* [Texto para leitura]
===============
Como Niterói era longe.
Velhas estações de trem abandonadas, alguns metros de trilhos fincados no chão, pedaços de dormentes, postes enferrujados, cravos retorcidos. Pontes, túneis e caixas de água pelo caminho.

Não há dúvida: o trem passou por essas (hoje) estradinhas que, muitas vezes, ligam o nada a lugar algum. Por aqui eu sigo, comendo poeira, admirando a paisagem, puxando prosa com gente, conversando com bichos.

De Cordeiro, no norte do estado, à velha Niterói, a viagem durava oito, dez, doze horas. Só Deus sabia. A locomotiva comia fogo, mas serpenteava devagar morro acima, serra abaixo. Era desconfortável.

Saio pisando em barro de Monnerat, distrito de Duas Barras, e sigo ouvindo um trem imaginário até Cordeiro. Dura caminhada, como canta Gil na música Drão. Duríssima.

Chego à antiga Fazenda Sant’Anna. Bela, imponente, cafeeira. Dali, na década de 50, descendentes dos suíços que povoaram os arrabaldes de Nova Friburgo partiam rumo a Niterói para morar, estudar, viver a vida urbana. A viagem? Só de trem.

– Pegávamos o trem de manhã e, muitas vezes, chegávamos a Niterói já escurecendo – conta Dorotheia Lutterbach, a Doró, 83 anos de paz e ternura, plena de saudade.

Ainda hoje, passados 60 anos, ela sente o cheiro do bolinho de arroz frito vendido na estação de Monnerat. Da fruta de conde em Sumidouro. Da banana em Cachoeiras de Macacu. Saudade de si própria.
===============
* [Material fornecido]
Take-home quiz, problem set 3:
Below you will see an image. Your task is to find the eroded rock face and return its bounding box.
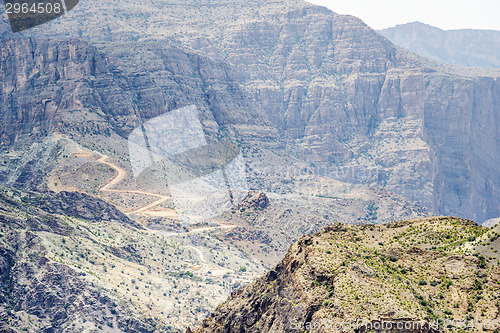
===============
* [Objetivos]
**A)** Responda, com base no texto sobre a antiga ferrovia até Niterói:
(i) Quanto tempo durava a viagem de Cordeiro a Niterói?
(ii) Em que distrito fica Monnerat?
(iii) Qual comida vendida na estação de Monnerat Doró ainda sente o cheiro?
**B)** Prossiga com o texto sobre a antiga ferrovia até Niterói a partir do ponto em que ele termina.

* [Respostas dos exercícios]
**A)**
(i) Durava oito, dez, doze horas.
(ii) Fica no distrito de Duas Barras.
(iii) O bolinho de arroz frito.

**B)**
Desses municípios vieram centenas e centenas de pessoas estudar e morar na antiga capital do estado. A maioria ficou por aqui. Se ainda tivéssemos catálogos telefônicos, aqueles tijolos de papel, lá acharíamos Lutterbach, Monnerat, Erthal, Tardin, Thurler, Frossard e tantos outros sobrenomes da gente trazida por dom João VI.

Doró estudava no Liceu Nilo Peçanha. Ia e vinha de trem, mas só em feriados e férias, claro. Ninguém é de ferro; só o trem. Sacolejou muito. Ela lembra que, na baixada entre Cachoeiras de Macacu e Itaboraí, na velocidade estonteante de 50km/h do trem, a fuligem entrava no vagão sem pedir licença.

– Para não sujar a roupa, alguns passageiros usavam uma espécie de guarda-pó – relembra Doró, sorrindo ao me ouvir dizer que o traje deveria mesmo era se chamar guarda-fuligem.

Ando por onde o trem passou. Às vezes, desligado no silêncio das estradas, batendo firme as botas no chão, até ouço na memória o seu apito frenético. E vou caminhando pelo cantinho da estrada, junto à mata, esperando que o comboio de ferro e fogo passe de verdade a meu lado e me leve de volta à velha infância.

A maria fumaça virou cinza.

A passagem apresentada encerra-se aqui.